TEXTO MOSTRADO ::

Procuraba, pues, el Santo por todos los medios conservar la pureza de su vida y que ésta fuese un trasunto perfecto del Evangelio, no ya en la apariencia sino en realidad de verdad. Por tal razón no podía sufrir que sus hermanos abusasen de las limosnas que mendigaban por amor de Dios, dándoles otro empleo del que cumplía a verdaderos pobres. Kétteler, el célebre obispo de Maguncia, encontró una vez a los pobres que vivían a costa de su caridad, refocilándose bonitamente con un pato asado y una botija de buen vino, y se felicitó de que sus dones hubiesen servido a sus favorecidos para pasar un tan alegre rato. Francisco, en análogas circunstancias, se mostraba mucho menos indulgente con sus frailes.

Y así sucedió que, un lunes de pascua, queriendo los frailes del convento Greccio celebrar tanto la fiesta del día como la presencia de un ministro que había venido a visitarlos, cubrieron la mesa con elegante mantel y pusieron sobre ella vasos de vidrio en vez de los groseros cubiletes de que habitualmente se servían. Poco antes del mediodía llegó Francisco y, sabedor de lo que pasaba, salió de nuevo, recogió un sombrero viejo que un mendigo había botado en la calle y con él puesto y apoyado en un bastón, se presentó a la puerta del refectorio cuando los demás hermanos estaban ya sentados a la mesa. Golpeó, le abrieron sin reconocerle, y dijo con voz quejumbrosa imitando la de los pordioseros: Per l'amor di misser Domeneddio, faciate elimosina a questo povero ed infirmo peregrino!, «¡por amor del Señor Dios, dad limosna a este peregrino pobre y enfermo!»

EXTRACTO DE DATOS ::
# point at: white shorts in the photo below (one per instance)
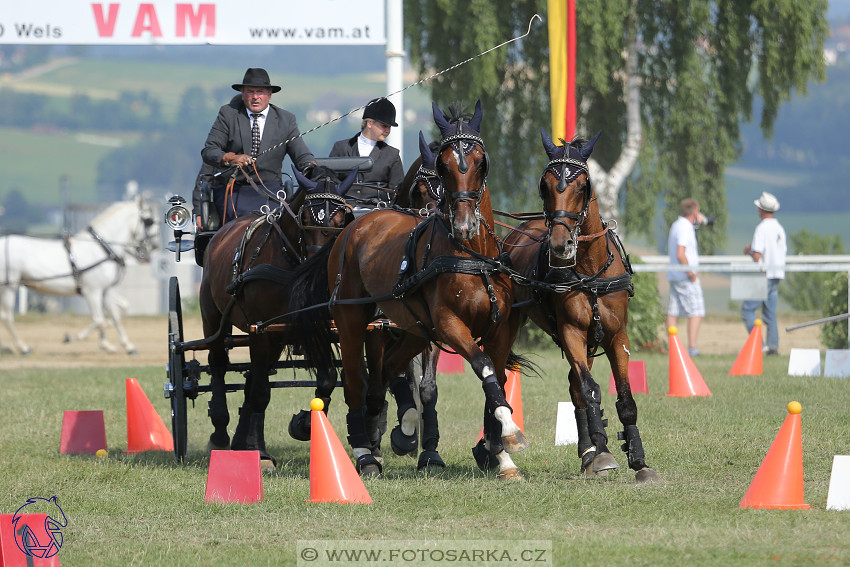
(686, 299)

INSTRUCCIONES DE TRABAJO ::
1. Enumera, en el orden en que aparecen, las acciones que realiza Francisco en el episodio del convento de Greccio del texto sobre Francisco y sus frailes.
2. Repite sin cambios el pasaje del texto sobre Francisco y sus frailes que arranca con las palabras que contienen "Procuraba, pues, el" y termina con "con sus frailes.".
3. Prosigue el texto sobre Francisco y sus frailes a partir del punto en que se detiene.
El listado proviene de una fuente distinta.

RESPUESTAS DADAS ::
1.
1. Llegó poco antes del mediodía.
2. Salió de nuevo.
3. Recogió un sombrero viejo que un mendigo había botado en la calle.
4. Se presentó a la puerta del refectorio con el sombrero puesto y apoyado en un bastón.
5. Golpeó.
6. Dijo con voz quejumbrosa, imitando la de los pordioseros, que le dieran limosna por amor del Señor Dios.

2.
Procuraba, pues, el Santo por todos los medios conservar la pureza de su vida y que ésta fuese un trasunto perfecto del Evangelio, no ya en la apariencia sino en realidad de verdad. Por tal razón no podía sufrir que sus hermanos abusasen de las limosnas que mendigaban por amor de Dios, dándoles otro empleo del que cumplía a verdaderos pobres. Kétteler, el célebre obispo de Maguncia, encontró una vez a los pobres que vivían a costa de su caridad, refocilándose bonitamente con un pato asado y una botija de buen vino, y se felicitó de que sus dones hubiesen servido a sus favorecidos para pasar un tan alegre rato. Francisco, en análogas circunstancias, se mostraba mucho menos indulgente con sus frailes.

3.
Invitado generosamente por los comensales, entró al refectorio, y entonces todos lo conocieron, pero ninguno se atrevió a nombrarlo; se sentó humildemente en tierra junto al fuego y empezó a comer la sopa y una rebanada de pan que uno de ellos le sirvió: nadie osó hablar palabra ni probar bocado, viendo a su maestro sentado en el suelo, en oscuro rincón, como una cenicienta, con su plato de sopa sobre las rodillas, y ellos muy acomodados a la elegante mesa. De pronto Francisco dejó la cuchara y comenzó a decir como quien habla consigo a solas: «Siquiera ahora me hallo sentado como verdadero hermano menor, mientras que, cuando entré, al ver tan suntuosa mesa, no podía persuadirme de que los a ella sentados fuesen esos mismos pobres frailes que van por las calles mendigando de puerta en puerta el pan de cada día». Al oír esto, se levantaron todos y se arrojaron a los pies de su maestro a pedirle perdón, algunos sin poder contener las lágrimas (EP 20; 2 Cel 61).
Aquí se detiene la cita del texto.